[定位指定对象的条目]
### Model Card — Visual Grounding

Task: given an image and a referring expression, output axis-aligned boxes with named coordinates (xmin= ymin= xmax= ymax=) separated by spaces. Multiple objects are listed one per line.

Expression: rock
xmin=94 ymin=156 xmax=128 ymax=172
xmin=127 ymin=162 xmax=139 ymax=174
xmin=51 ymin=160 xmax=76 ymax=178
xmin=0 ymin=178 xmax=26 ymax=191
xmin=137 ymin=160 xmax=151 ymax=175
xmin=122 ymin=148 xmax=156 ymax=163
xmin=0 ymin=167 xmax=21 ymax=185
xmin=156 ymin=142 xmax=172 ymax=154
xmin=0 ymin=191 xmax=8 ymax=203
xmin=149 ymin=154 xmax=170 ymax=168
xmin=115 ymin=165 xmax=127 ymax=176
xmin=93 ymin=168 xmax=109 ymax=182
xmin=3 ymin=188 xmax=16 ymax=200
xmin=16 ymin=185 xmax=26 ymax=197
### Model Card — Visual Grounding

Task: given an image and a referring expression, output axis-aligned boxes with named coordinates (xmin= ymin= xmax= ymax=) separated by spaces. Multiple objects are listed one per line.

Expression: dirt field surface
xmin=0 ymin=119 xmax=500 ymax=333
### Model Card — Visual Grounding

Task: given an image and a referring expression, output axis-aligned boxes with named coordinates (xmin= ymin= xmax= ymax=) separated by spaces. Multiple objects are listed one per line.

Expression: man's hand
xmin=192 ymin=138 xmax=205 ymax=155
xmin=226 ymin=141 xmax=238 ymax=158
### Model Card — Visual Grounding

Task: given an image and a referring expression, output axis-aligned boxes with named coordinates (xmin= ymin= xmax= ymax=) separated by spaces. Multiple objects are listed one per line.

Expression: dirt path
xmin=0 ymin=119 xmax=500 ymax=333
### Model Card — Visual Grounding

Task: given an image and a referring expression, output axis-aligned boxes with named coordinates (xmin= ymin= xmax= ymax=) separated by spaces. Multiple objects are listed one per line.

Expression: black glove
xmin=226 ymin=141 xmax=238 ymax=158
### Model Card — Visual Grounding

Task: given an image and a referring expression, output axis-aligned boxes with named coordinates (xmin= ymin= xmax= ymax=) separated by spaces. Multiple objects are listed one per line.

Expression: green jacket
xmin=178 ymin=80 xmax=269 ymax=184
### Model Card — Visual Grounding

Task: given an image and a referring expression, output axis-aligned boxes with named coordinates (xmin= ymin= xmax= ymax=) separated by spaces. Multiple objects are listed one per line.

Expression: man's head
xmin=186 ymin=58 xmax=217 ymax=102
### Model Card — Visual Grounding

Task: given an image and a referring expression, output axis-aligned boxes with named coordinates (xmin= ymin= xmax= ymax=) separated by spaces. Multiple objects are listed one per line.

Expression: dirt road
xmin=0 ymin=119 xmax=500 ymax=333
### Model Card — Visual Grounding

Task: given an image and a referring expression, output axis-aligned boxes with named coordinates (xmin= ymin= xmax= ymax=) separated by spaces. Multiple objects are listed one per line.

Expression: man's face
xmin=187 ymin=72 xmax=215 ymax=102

任务:
改写上面的整个列表，将其中所有的“man's”替换为“person's”，其余一字不动。

答案:
### Model Card — Visual Grounding

Task: given an image and a referring expression, output axis-aligned boxes with named coordinates (xmin= ymin= xmax= ymax=) separated by spaces. Multiple objects are listed one per line.

Expression: rock
xmin=94 ymin=156 xmax=128 ymax=172
xmin=127 ymin=162 xmax=139 ymax=174
xmin=51 ymin=160 xmax=76 ymax=178
xmin=0 ymin=178 xmax=26 ymax=191
xmin=137 ymin=160 xmax=151 ymax=175
xmin=122 ymin=148 xmax=156 ymax=163
xmin=0 ymin=167 xmax=21 ymax=185
xmin=156 ymin=142 xmax=172 ymax=154
xmin=0 ymin=191 xmax=8 ymax=203
xmin=149 ymin=154 xmax=170 ymax=168
xmin=115 ymin=165 xmax=127 ymax=176
xmin=93 ymin=168 xmax=109 ymax=182
xmin=3 ymin=188 xmax=16 ymax=200
xmin=16 ymin=185 xmax=26 ymax=197
### Model Card — Visual Grounding

Task: given an image and a referring expression, output axis-aligned boxes with named coordinates (xmin= ymin= xmax= ymax=) separated by spaces. Multiple objects are listed one per line.

Expression: dirt field surface
xmin=0 ymin=119 xmax=500 ymax=333
### Model Card — Visual Grounding

Task: given an image and a referring expression, output axis-aligned boxes with named coordinates (xmin= ymin= xmax= ymax=) separated by spaces. Multiple objects are listed one per line.

Expression: person's hand
xmin=192 ymin=138 xmax=205 ymax=155
xmin=226 ymin=141 xmax=238 ymax=158
### Model Card — Visual Grounding

Task: given an image and a referring expression, output axis-aligned boxes with named coordinates (xmin= ymin= xmax= ymax=) separated by spaces. Multiple objects are listed one per line.

Expression: dirt path
xmin=0 ymin=119 xmax=500 ymax=333
### Model Card — Visual Grounding

Task: given an image and a referring expression, output axis-aligned boxes with named coordinates (xmin= ymin= xmax= ymax=) separated by spaces. Multiple objects are listed one per line.

Expression: black glove
xmin=226 ymin=141 xmax=238 ymax=158
### Model Card — Visual Grounding

Task: given an image and a referring expression, output axis-aligned boxes with named coordinates (xmin= ymin= xmax= ymax=) separated by spaces. Multiple objects are listed one per line.

Expression: green jacket
xmin=178 ymin=80 xmax=269 ymax=184
### Model Card — Visual Grounding

Task: given an image and a referring expression, output axis-aligned boxes with named coordinates (xmin= ymin= xmax= ymax=) separated by spaces. Multiple objects are listed one per line.

Expression: person's head
xmin=186 ymin=58 xmax=217 ymax=102
### Model Card — Visual Grounding

Task: given an image and a referring expression, output axis-aligned boxes with named coordinates (xmin= ymin= xmax= ymax=) separated by spaces. Multiple objects are listed one per line.

Expression: dirt road
xmin=0 ymin=119 xmax=500 ymax=333
### Model Card — Visual Grounding

Task: given an image and a referring expression, output axis-aligned boxes with named coordinates (xmin= ymin= xmax= ymax=) separated by spaces. Multiple objects are listed one per line.

Expression: person's face
xmin=187 ymin=72 xmax=215 ymax=102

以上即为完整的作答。